# Task statement
Switch "query" to "prompt" everywhere in the lines below, and leave everything else unchanged.

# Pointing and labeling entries
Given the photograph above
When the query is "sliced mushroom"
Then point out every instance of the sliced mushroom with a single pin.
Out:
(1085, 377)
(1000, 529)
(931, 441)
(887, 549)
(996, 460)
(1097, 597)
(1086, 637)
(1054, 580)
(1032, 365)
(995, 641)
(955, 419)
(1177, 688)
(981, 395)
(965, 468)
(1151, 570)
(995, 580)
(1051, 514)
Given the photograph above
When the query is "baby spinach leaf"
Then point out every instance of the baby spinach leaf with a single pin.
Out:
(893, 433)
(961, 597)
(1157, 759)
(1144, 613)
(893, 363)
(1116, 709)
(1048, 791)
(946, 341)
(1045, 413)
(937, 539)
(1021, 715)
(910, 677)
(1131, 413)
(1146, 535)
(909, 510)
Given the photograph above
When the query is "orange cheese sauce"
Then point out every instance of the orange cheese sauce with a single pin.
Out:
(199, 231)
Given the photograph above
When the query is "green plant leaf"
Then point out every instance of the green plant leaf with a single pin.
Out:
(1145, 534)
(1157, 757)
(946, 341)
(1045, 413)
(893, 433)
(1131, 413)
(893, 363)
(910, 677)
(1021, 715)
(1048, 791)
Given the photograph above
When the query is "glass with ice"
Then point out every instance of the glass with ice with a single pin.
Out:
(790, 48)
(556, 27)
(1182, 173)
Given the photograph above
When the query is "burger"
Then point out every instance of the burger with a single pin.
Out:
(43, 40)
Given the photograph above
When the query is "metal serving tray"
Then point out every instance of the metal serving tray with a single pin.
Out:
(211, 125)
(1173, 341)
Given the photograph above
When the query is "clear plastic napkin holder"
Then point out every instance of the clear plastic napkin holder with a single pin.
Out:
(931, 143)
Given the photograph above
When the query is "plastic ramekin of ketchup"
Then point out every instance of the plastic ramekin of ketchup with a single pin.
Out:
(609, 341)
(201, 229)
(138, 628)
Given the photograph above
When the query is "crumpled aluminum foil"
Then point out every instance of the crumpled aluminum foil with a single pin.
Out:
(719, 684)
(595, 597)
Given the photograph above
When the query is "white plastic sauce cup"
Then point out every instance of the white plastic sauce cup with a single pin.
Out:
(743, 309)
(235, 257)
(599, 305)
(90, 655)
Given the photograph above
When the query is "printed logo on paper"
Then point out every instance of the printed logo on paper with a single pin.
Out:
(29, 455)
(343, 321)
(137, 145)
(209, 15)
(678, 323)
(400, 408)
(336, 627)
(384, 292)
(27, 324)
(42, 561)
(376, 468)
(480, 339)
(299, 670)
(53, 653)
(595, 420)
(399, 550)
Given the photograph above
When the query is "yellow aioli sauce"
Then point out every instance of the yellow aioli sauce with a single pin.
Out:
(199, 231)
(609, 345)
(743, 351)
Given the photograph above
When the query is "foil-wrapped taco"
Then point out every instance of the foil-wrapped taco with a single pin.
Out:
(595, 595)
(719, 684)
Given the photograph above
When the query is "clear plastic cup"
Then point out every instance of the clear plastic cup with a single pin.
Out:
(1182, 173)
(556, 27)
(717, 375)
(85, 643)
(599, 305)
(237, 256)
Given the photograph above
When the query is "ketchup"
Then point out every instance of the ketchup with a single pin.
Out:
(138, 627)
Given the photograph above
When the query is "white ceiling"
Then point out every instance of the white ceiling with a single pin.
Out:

# Exercise response
Given the photograph above
When the prompt is "sliced mushroom"
Then point out every instance of the sliced mushroom with a single pin.
Out:
(1085, 377)
(1000, 529)
(931, 441)
(887, 549)
(996, 460)
(1097, 597)
(1086, 637)
(1054, 580)
(1032, 365)
(995, 641)
(955, 419)
(1177, 688)
(981, 395)
(965, 468)
(1151, 570)
(995, 580)
(1051, 514)
Given the photograph above
When the prompt is "baby spinach leaf"
Then point out every instance of the baby spinach leaf with a single pin.
Out:
(893, 433)
(961, 597)
(1157, 759)
(1144, 613)
(893, 363)
(1116, 709)
(1048, 791)
(946, 341)
(1045, 413)
(937, 539)
(1021, 715)
(910, 677)
(1131, 413)
(1146, 535)
(909, 510)
Given the photograph above
When the prompt is "orange cheese sauce"
Then point out every instance of the orange cheese sauce with a single pin.
Out:
(199, 231)
Given the photograph above
When the prompt is "green plant leaf"
Then point out every instance of the green plant leaf with a single pin.
Out:
(1145, 534)
(1157, 757)
(946, 341)
(1045, 413)
(893, 433)
(1131, 413)
(893, 363)
(910, 677)
(1021, 715)
(1048, 791)
Given the photograph above
When the prompt is "glass with ice"
Then point out every instance of the glass with ice with a single pin.
Out:
(790, 48)
(556, 27)
(1182, 173)
Given the photograph above
When the prompt is "burger"
Then point out every instance of the burger with a single pin.
Out:
(43, 40)
Given the photograph above
When the prompt is "metal serving tray"
Then point out every instance of the metal serving tray with a single pin.
Out:
(211, 125)
(1173, 341)
Given the photograph above
When the prompt is "clear plastic napkin holder"
Then point out every instance of the clear plastic napkin holder with a single pin.
Out:
(931, 143)
Given the photograph above
When the prompt is "plastic ramekin of ketchup"
Then point out every instance of the plastic ramekin of ketchup with a single pin.
Out:
(609, 341)
(201, 229)
(138, 628)
Given the photograph above
When the prompt is "crumpled aluminum foil"
Then point out every instance of the crumpled aluminum foil with a single pin.
Out:
(719, 684)
(595, 597)
Given the photograph above
When the prompt is "white plastic sauce cup"
Then point out every instance of the white plastic sauce cup with a single pin.
Out:
(743, 309)
(235, 257)
(599, 305)
(90, 655)
Given the photograph above
When the prompt is "printed logo on paper"
Then point out every instance of the printed logo on paper with a single pin.
Out:
(29, 455)
(343, 321)
(137, 145)
(209, 15)
(678, 323)
(400, 408)
(336, 627)
(384, 292)
(27, 324)
(42, 561)
(376, 468)
(480, 339)
(299, 670)
(53, 653)
(595, 420)
(399, 550)
Given the photograph above
When the prompt is "yellow aioli sauce"
Then point out every instance of the yellow aioli sauce with a single pin.
Out:
(199, 231)
(609, 345)
(743, 351)
Given the photograph above
When the prompt is "foil-wrapped taco"
Then point out every instance of the foil-wrapped taco with a single pin.
Out:
(595, 595)
(719, 684)
Given the photograph above
When the prompt is "clear plastic cup"
Then point out every instance of the clear plastic cup with a single pin.
Out:
(1182, 173)
(556, 27)
(717, 375)
(85, 643)
(599, 305)
(237, 256)
Given the photograph above
When the prompt is "ketchup"
Then point out every instance of the ketchup with a single pin.
Out:
(138, 627)
Given the photograph above
When the prompt is "white ceiling"
Then point out every instance of the white ceiling with a single pin.
Out:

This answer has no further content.